━━ Data to process

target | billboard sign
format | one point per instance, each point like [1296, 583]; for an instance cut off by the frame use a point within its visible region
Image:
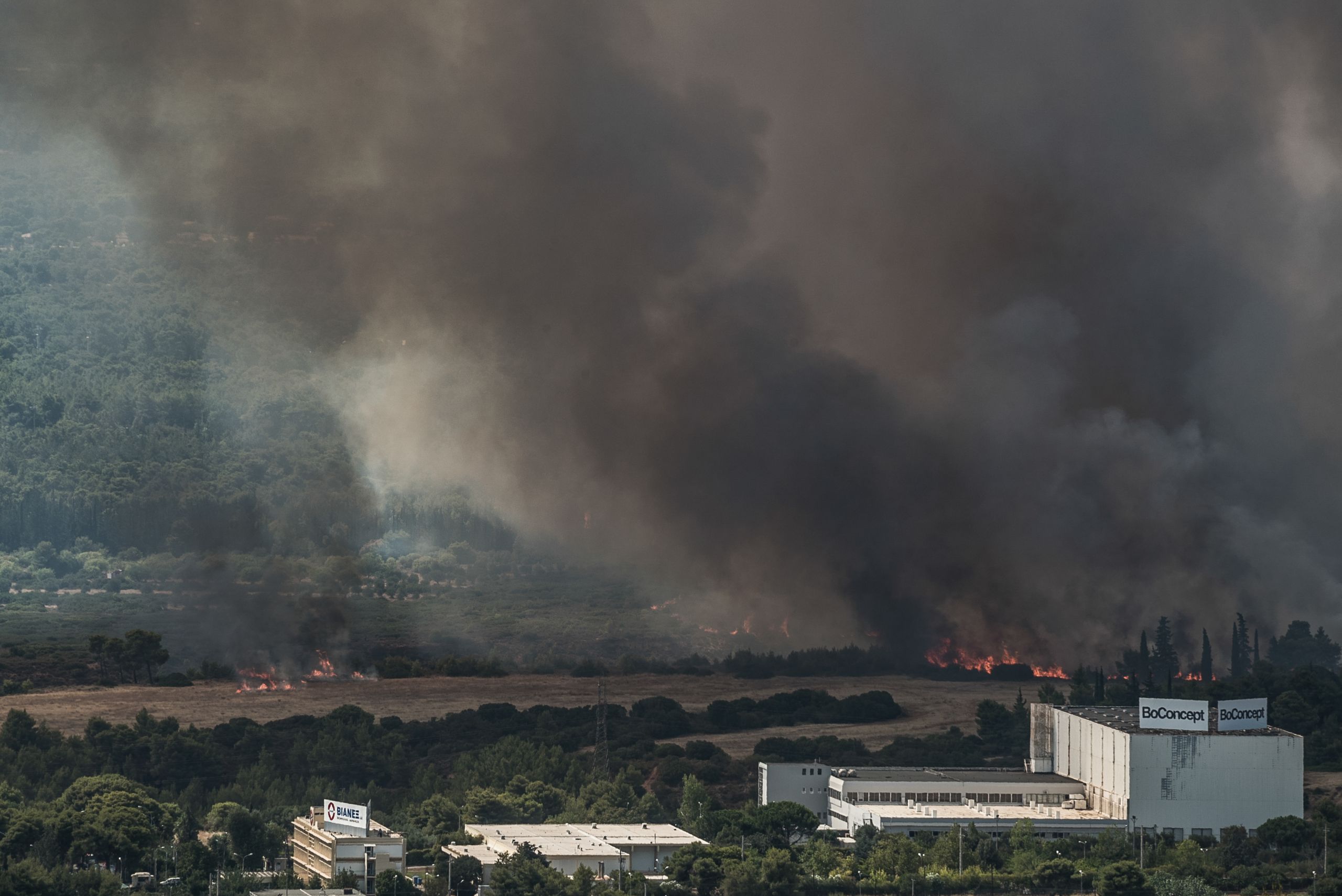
[345, 818]
[1173, 715]
[1242, 715]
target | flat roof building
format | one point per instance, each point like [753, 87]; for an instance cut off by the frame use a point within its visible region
[1089, 769]
[603, 848]
[324, 848]
[1180, 782]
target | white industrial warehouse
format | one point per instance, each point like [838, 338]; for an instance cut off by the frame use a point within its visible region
[1176, 768]
[605, 849]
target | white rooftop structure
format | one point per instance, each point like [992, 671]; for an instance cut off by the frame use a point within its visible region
[603, 848]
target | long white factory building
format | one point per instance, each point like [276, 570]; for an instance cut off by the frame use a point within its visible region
[1089, 769]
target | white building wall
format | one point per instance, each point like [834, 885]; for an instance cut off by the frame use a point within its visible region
[1097, 755]
[1211, 781]
[804, 782]
[1182, 781]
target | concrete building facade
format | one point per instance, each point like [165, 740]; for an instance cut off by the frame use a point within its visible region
[1089, 769]
[325, 852]
[1183, 784]
[605, 849]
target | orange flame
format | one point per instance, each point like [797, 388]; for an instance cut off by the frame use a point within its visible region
[258, 681]
[945, 655]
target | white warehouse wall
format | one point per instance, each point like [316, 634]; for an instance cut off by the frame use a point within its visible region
[1182, 781]
[1215, 781]
[1097, 755]
[804, 782]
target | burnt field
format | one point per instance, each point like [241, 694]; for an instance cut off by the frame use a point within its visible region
[930, 706]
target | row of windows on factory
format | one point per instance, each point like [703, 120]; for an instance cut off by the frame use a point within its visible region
[986, 798]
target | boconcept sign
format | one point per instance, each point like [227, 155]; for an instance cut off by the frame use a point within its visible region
[1173, 715]
[347, 817]
[1240, 715]
[1194, 715]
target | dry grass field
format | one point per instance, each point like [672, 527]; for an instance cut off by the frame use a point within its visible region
[930, 706]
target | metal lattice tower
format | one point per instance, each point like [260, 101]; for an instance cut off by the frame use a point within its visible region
[602, 761]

━━━━

**Short problem:** Copy out all of the records above word for word, leaving out the pictures.

**Reply:**
target | billboard sign
format | one point per instance, each point like [1296, 583]; for an instance cut off by the frame use a point within its visible region
Image:
[345, 818]
[1173, 715]
[1242, 715]
target | flat roof building
format | one point per instance, each point like [753, 87]; for an instance cut off by the frame use a point within its visible region
[1089, 769]
[603, 848]
[324, 848]
[1180, 782]
target | white industrial warehouse
format | one point per instance, each point like [838, 338]; for an instance cut off by the frame use a point within its visible region
[1176, 768]
[605, 849]
target | white rooftop structure
format | one point per instance, each point like [992, 671]; for an instance cut off by the frame use a point within its visible region
[603, 848]
target | long white factory building
format | one point per instance, each point like [276, 570]; for an instance cut off by the frame use a point within its visible region
[1089, 769]
target | white building wall
format | one point per instance, each point like [834, 885]; for an instance cut off by the frame use a point within its visible region
[1097, 755]
[1211, 781]
[804, 782]
[1182, 781]
target | concrete building facade
format | one point per instance, each point like [165, 740]; for an instance cut off by the frame use a point within its visible region
[1089, 769]
[325, 852]
[1183, 784]
[605, 849]
target | orange flame
format | one point per instance, each point like [797, 388]; for an instance cut off by the frame use a point within its visible region
[258, 681]
[945, 655]
target | white warehouse wall
format | one point per instance, each point like [316, 634]; for an instance cut off by the frame use a point within its visible region
[1182, 781]
[1215, 781]
[1097, 755]
[804, 782]
target | burnt field
format | one point per instance, each point like [241, 694]; for an instance cut off by the frame use a point within its visible region
[930, 706]
target | row of windows on factory
format | one point per instance, each point like [703, 120]; for an instance cut off by the frame use a point within its visible region
[986, 798]
target | boconcept sign
format | one point per instance, each point like [227, 155]; for an instance cut off by the frame use a point within its visible region
[1173, 715]
[347, 817]
[1240, 715]
[1194, 715]
target | dry grass field
format | one point per instance, each point like [672, 527]; for an instance cut off by the frame use a point within its visible region
[930, 706]
target | metal lattice tower
format | one point per instance, each point like [260, 101]; for an instance cut off by the frame use a point within its visible region
[602, 761]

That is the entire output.